What is expected:
What lines below include the string "image"? Pick them out and copy them.

Provided information:
>>

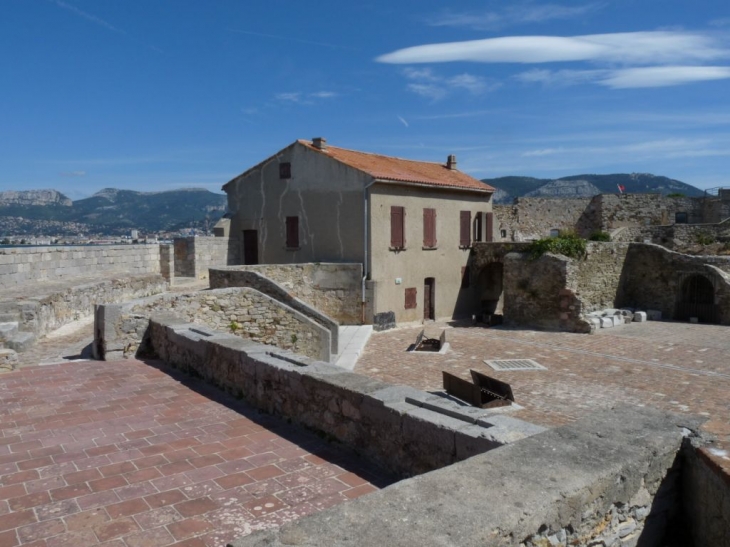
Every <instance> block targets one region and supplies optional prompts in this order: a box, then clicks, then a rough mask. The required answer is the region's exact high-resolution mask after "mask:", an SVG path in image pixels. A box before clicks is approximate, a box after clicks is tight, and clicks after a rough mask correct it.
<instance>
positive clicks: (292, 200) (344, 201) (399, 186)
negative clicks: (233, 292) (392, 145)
mask: <svg viewBox="0 0 730 547" xmlns="http://www.w3.org/2000/svg"><path fill="white" fill-rule="evenodd" d="M223 190H224V191H225V192H226V193H227V194H228V208H229V211H230V216H231V223H230V237H231V238H232V239H234V240H236V241H237V243H236V245H238V246H239V248H240V253H241V255H240V256H241V257H243V260H242V262H243V263H244V264H294V263H307V262H350V263H360V264H363V268H364V272H363V273H364V277H363V282H362V287H361V301H362V302H363V320H364V322H365V323H370V322H371V321H373V320H375V321H376V322H377V321H380V320H383V319H384V318H386V317H387V318H391V319H392V318H393V315H394V319H395V321H397V322H411V321H420V320H423V319H436V318H451V317H457V316H463V315H468V314H470V313H472V307H473V304H472V302H473V301H474V298H475V294H473V289H472V287H471V286H470V283H469V279H468V277H465V272H466V271H467V270H466V266H467V261H468V259H469V253H470V249H471V245H472V242H474V241H491V240H492V239H493V236H492V234H493V218H492V194H493V192H494V189H493V188H492V187H490V186H488V185H486V184H484V183H482V182H481V181H479V180H477V179H474V178H472V177H470V176H468V175H466V174H464V173H462V172H460V171H459V170H458V169H457V168H456V158H455V157H454V156H449V158H448V160H447V162H446V163H431V162H423V161H413V160H406V159H400V158H394V157H388V156H382V155H378V154H370V153H365V152H359V151H354V150H347V149H344V148H338V147H334V146H329V145H328V144H327V142H326V141H325V139H322V138H317V139H313V140H312V141H311V142H310V141H304V140H299V141H296V142H294V143H292V144H291V145H289V146H288V147H286V148H284V149H283V150H280V151H279V152H277V153H276V154H274V155H273V156H271V157H269V158H267V159H265V160H264V161H262V162H261V163H259V164H258V165H256V166H254V167H252V168H250V169H248V170H247V171H245V172H244V173H242V174H241V175H239V176H237V177H236V178H234V179H233V180H231V181H230V182H228V183H227V184H225V185H224V186H223Z"/></svg>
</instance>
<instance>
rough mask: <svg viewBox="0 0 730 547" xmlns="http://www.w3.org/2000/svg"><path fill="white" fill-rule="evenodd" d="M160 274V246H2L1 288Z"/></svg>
mask: <svg viewBox="0 0 730 547" xmlns="http://www.w3.org/2000/svg"><path fill="white" fill-rule="evenodd" d="M159 273H160V249H159V246H158V245H87V246H73V247H58V246H48V247H7V248H2V249H0V290H2V289H11V288H15V287H18V286H21V285H32V284H35V283H38V282H41V283H42V282H60V281H66V280H69V279H74V278H83V277H87V278H88V277H89V276H92V275H96V274H98V277H104V276H105V274H125V275H127V276H140V275H149V274H159Z"/></svg>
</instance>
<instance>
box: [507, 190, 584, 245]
mask: <svg viewBox="0 0 730 547" xmlns="http://www.w3.org/2000/svg"><path fill="white" fill-rule="evenodd" d="M590 204H591V199H590V198H575V199H564V198H563V199H560V198H516V199H515V201H514V203H513V204H512V205H494V206H493V211H494V216H495V219H496V220H495V225H496V229H495V232H494V234H495V240H496V241H500V240H502V241H529V240H534V239H541V238H544V237H549V236H550V231H551V230H561V231H566V230H570V231H577V232H578V233H579V234H580V235H582V236H584V237H585V236H588V235H590V233H591V232H592V231H593V230H594V229H595V227H594V226H593V222H592V218H591V216H590V214H589V212H588V211H587V210H588V209H589V205H590ZM502 230H504V231H505V232H506V234H505V237H502V235H501V232H502Z"/></svg>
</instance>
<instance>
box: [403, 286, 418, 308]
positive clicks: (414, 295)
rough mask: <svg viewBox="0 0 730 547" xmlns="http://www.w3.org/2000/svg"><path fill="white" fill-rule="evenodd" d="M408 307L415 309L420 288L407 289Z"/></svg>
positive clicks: (416, 306)
mask: <svg viewBox="0 0 730 547" xmlns="http://www.w3.org/2000/svg"><path fill="white" fill-rule="evenodd" d="M405 304H406V309H407V310H413V309H415V308H416V307H417V306H418V290H417V289H416V288H415V287H413V288H410V289H406V302H405Z"/></svg>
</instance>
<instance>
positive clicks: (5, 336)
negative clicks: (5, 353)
mask: <svg viewBox="0 0 730 547" xmlns="http://www.w3.org/2000/svg"><path fill="white" fill-rule="evenodd" d="M16 332H18V322H17V321H9V322H7V323H0V341H3V342H4V341H5V340H7V339H8V338H10V337H11V336H12V335H14V334H15V333H16Z"/></svg>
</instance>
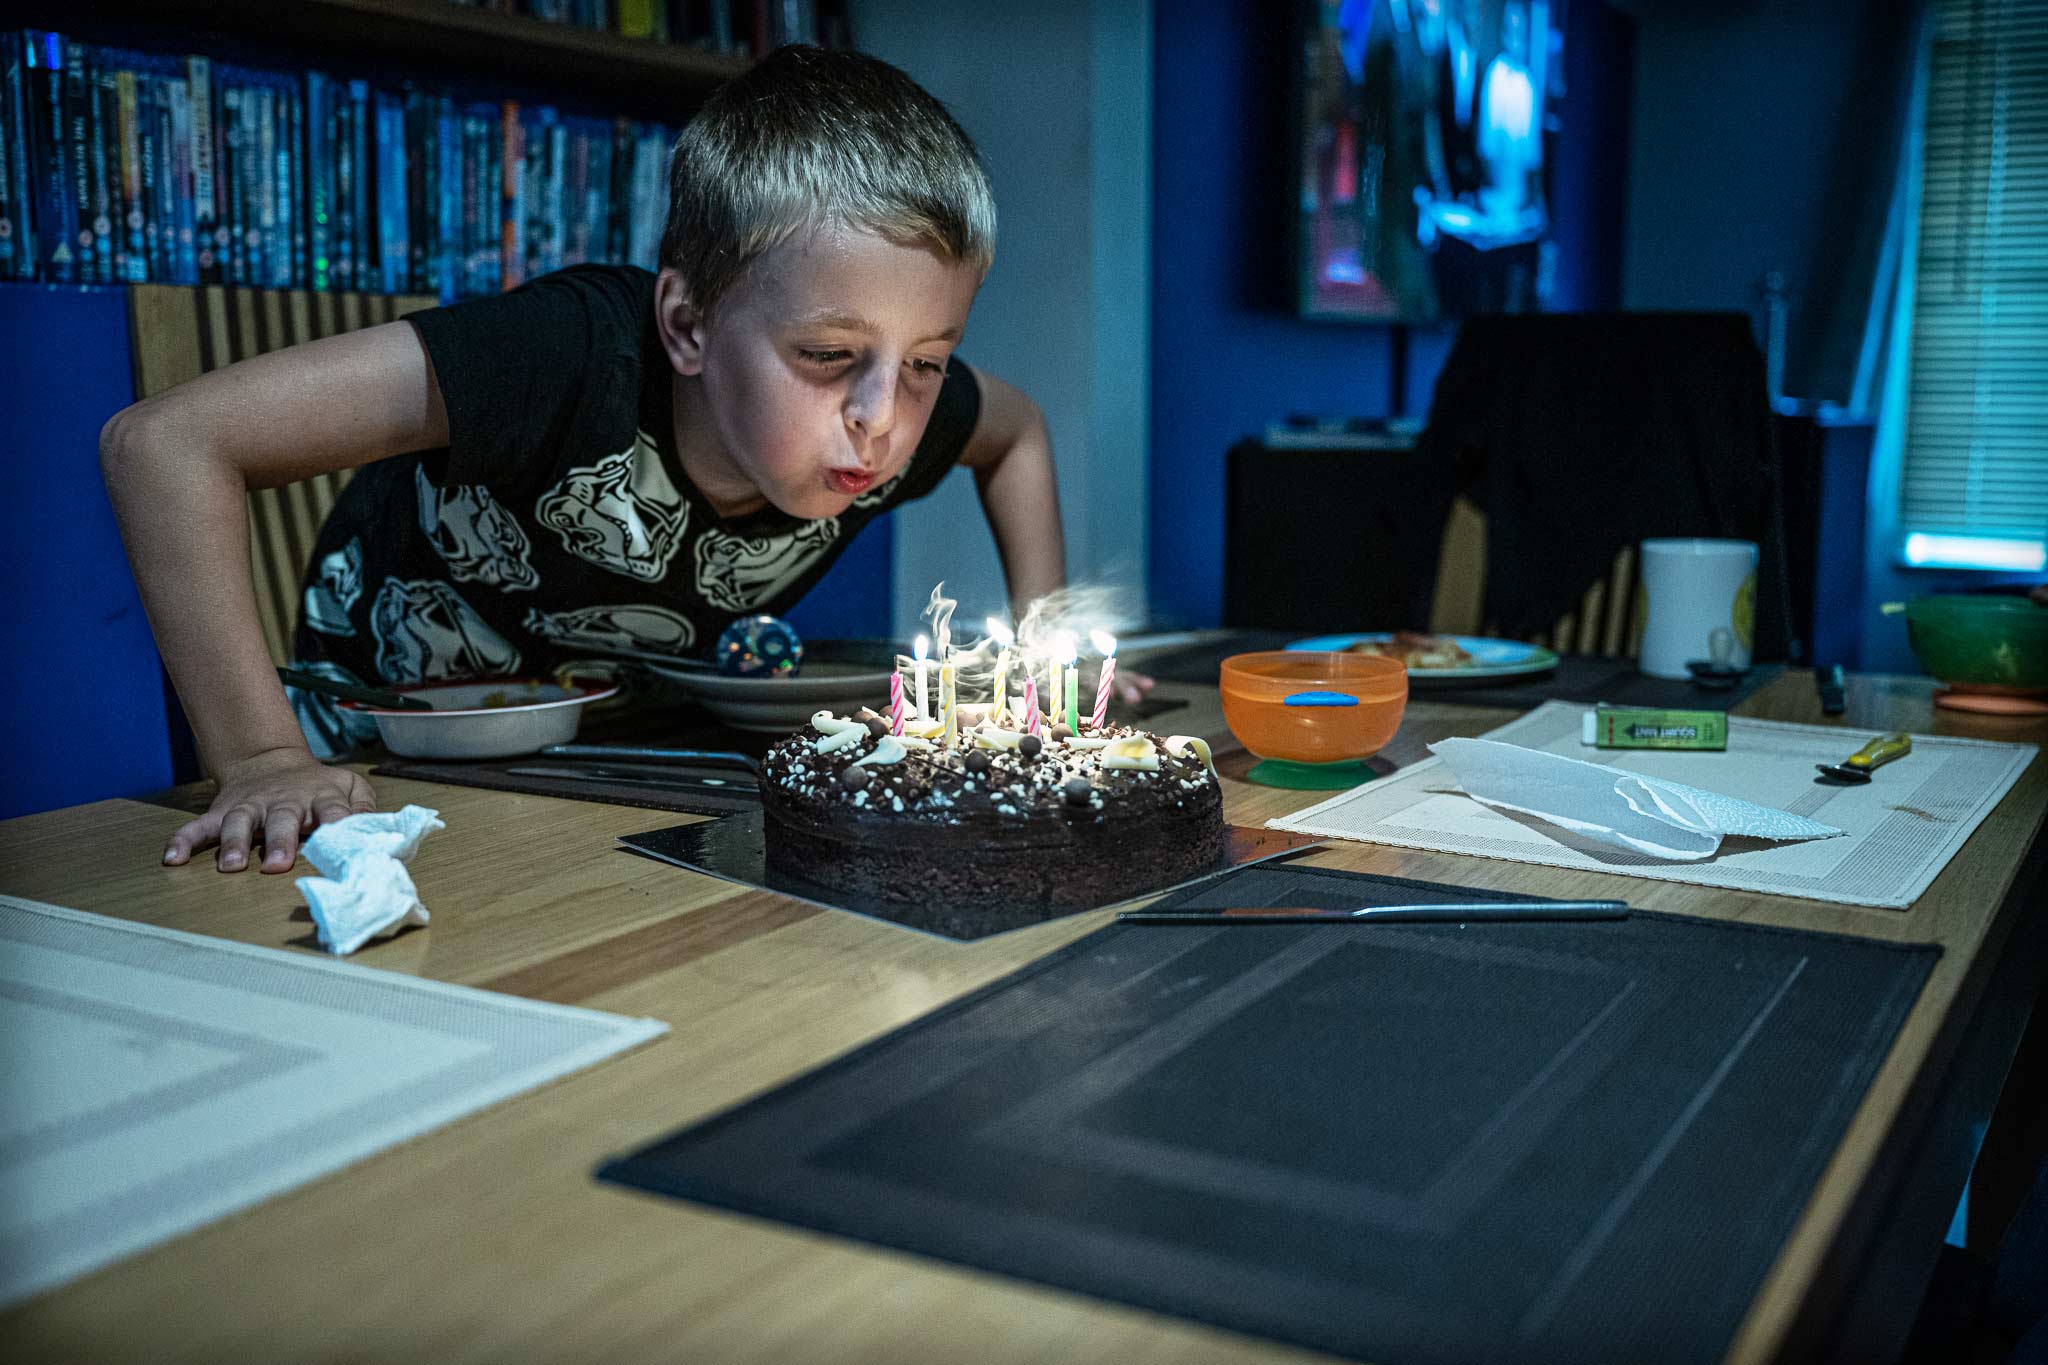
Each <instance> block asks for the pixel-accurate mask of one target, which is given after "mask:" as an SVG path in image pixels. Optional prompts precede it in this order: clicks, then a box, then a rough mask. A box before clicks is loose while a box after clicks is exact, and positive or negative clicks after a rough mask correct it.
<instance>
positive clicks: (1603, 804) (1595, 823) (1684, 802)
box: [1430, 739, 1845, 862]
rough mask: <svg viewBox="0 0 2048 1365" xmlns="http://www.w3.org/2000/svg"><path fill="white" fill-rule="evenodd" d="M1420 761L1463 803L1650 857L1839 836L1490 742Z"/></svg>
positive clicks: (1447, 748)
mask: <svg viewBox="0 0 2048 1365" xmlns="http://www.w3.org/2000/svg"><path fill="white" fill-rule="evenodd" d="M1430 753H1436V755H1438V757H1440V759H1444V765H1446V767H1450V772H1452V774H1456V778H1458V786H1462V788H1464V792H1466V794H1468V796H1470V798H1473V800H1479V802H1485V804H1489V806H1497V808H1501V810H1518V812H1522V814H1534V817H1538V819H1542V821H1548V823H1552V825H1559V827H1563V829H1569V831H1573V833H1577V835H1581V837H1585V839H1597V841H1599V843H1610V845H1614V847H1620V849H1630V851H1634V853H1649V855H1651V857H1669V860H1675V862H1698V860H1702V857H1712V855H1714V851H1716V849H1720V841H1722V839H1724V837H1726V835H1747V837H1751V839H1780V841H1788V839H1831V837H1835V835H1841V833H1845V831H1841V829H1835V827H1833V825H1821V823H1817V821H1808V819H1806V817H1802V814H1792V812H1790V810H1774V808H1772V806H1759V804H1755V802H1749V800H1739V798H1735V796H1722V794H1720V792H1706V790H1700V788H1696V786H1686V784H1681V782H1665V780H1663V778H1645V776H1640V774H1632V772H1622V769H1616V767H1606V765H1602V763H1587V761H1583V759H1567V757H1565V755H1559V753H1542V751H1538V749H1524V747H1522V745H1503V743H1499V741H1493V739H1446V741H1442V743H1436V745H1430Z"/></svg>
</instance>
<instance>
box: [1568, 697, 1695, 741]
mask: <svg viewBox="0 0 2048 1365" xmlns="http://www.w3.org/2000/svg"><path fill="white" fill-rule="evenodd" d="M1579 741H1581V743H1585V745H1591V747H1593V749H1726V747H1729V712H1724V710H1667V708H1661V706H1610V704H1608V702H1602V704H1599V706H1595V708H1593V710H1589V712H1585V720H1583V729H1581V733H1579Z"/></svg>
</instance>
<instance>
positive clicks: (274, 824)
mask: <svg viewBox="0 0 2048 1365" xmlns="http://www.w3.org/2000/svg"><path fill="white" fill-rule="evenodd" d="M303 823H305V812H303V810H301V808H299V806H293V804H285V802H281V804H274V806H270V814H266V817H264V823H262V870H264V872H291V864H293V862H295V860H297V857H299V829H301V827H303Z"/></svg>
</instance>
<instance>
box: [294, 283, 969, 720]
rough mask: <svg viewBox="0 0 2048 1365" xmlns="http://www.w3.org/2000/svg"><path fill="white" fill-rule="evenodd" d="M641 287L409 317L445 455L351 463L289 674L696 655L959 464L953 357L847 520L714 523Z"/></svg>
mask: <svg viewBox="0 0 2048 1365" xmlns="http://www.w3.org/2000/svg"><path fill="white" fill-rule="evenodd" d="M653 282H655V276H653V274H649V272H647V270H639V268H631V266H571V268H567V270H557V272H555V274H547V276H543V278H539V280H532V282H530V284H524V287H520V289H514V291H512V293H506V295H496V297H492V299H473V301H467V303H457V305H451V307H442V309H432V311H426V313H414V315H412V317H410V321H412V325H414V327H416V329H418V332H420V340H422V344H424V346H426V352H428V356H430V358H432V362H434V375H436V379H438V383H440V395H442V401H444V405H446V409H449V446H446V448H444V450H424V452H418V454H401V456H393V458H387V460H379V463H375V465H367V467H365V469H360V471H358V473H356V477H354V479H352V481H350V483H348V487H346V489H344V491H342V497H340V501H338V503H336V505H334V512H332V514H330V516H328V524H326V526H324V528H322V532H319V538H317V542H315V546H313V557H311V563H309V565H307V575H305V583H303V600H301V610H299V630H297V636H295V641H293V649H295V655H297V659H299V663H301V667H311V671H317V673H326V675H330V677H340V679H346V681H389V684H401V681H422V679H440V677H479V675H504V673H520V675H547V673H549V671H551V669H553V667H555V665H559V663H565V661H569V659H584V657H592V655H635V653H639V655H690V653H694V655H705V653H707V651H709V649H711V645H713V643H715V641H717V636H719V632H721V630H723V628H725V626H727V622H731V620H733V618H735V616H743V614H752V612H776V614H780V612H782V610H786V608H788V606H791V604H793V602H797V600H799V598H803V593H805V591H807V589H809V587H811V585H813V583H815V581H817V579H819V577H821V575H823V573H825V569H827V567H831V561H836V559H838V557H840V553H842V551H844V548H846V542H848V540H852V536H854V534H856V532H858V530H860V528H862V526H866V524H868V522H870V520H874V518H877V516H881V514H883V512H887V510H889V508H895V505H897V503H901V501H907V499H911V497H922V495H926V493H930V491H932V489H934V487H938V483H940V479H944V477H946V471H950V469H952V465H954V463H956V460H958V458H961V450H963V448H965V446H967V438H969V436H971V434H973V430H975V422H977V417H979V415H981V391H979V387H977V385H975V379H973V375H971V372H969V368H967V366H965V364H961V362H958V360H954V364H950V366H948V368H946V379H944V385H942V387H940V391H938V399H936V403H934V407H932V420H930V424H928V426H926V432H924V440H922V442H920V444H918V450H915V454H913V456H911V460H909V465H907V467H905V469H903V473H899V475H897V477H895V479H891V481H889V483H883V485H879V487H872V489H868V491H866V493H862V495H860V497H856V499H854V505H852V508H848V510H846V514H842V516H836V518H823V520H811V522H807V520H799V518H793V516H786V514H782V512H778V510H774V508H772V505H770V508H766V510H762V512H756V514H748V516H743V518H733V520H721V518H719V514H717V512H713V508H711V503H709V501H705V495H702V493H698V491H696V487H694V485H692V483H690V479H688V477H686V475H684V473H682V465H680V460H678V458H676V422H674V407H672V399H674V387H672V383H670V381H672V368H670V362H668V354H666V352H664V350H662V342H659V334H657V332H655V321H653ZM293 702H295V704H299V712H301V724H305V726H307V731H309V735H311V733H313V731H332V724H334V716H332V712H326V710H324V708H322V710H319V714H307V702H305V698H301V696H299V694H297V692H295V694H293Z"/></svg>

<<

Response box:
Every <instance> block targets one region and supplies optional prompts in this order: a box, then clicks, then a rough mask. The required answer is the region's exact high-resolution mask after "mask:", an SVG path in image pixels. A box before clicks is approximate, a box after clicks is tight, and clicks after a rough mask correct it.
Each <instance> block asks for the pixel-accurate mask of one target, which is given after "mask:" as an SVG path in image pixels. Optional prompts precede it in this order: clicks, then a box, then a rough mask. A box before clicks is loose while a box after clicks is exact, and positive or negative clicks after a rough mask correct it.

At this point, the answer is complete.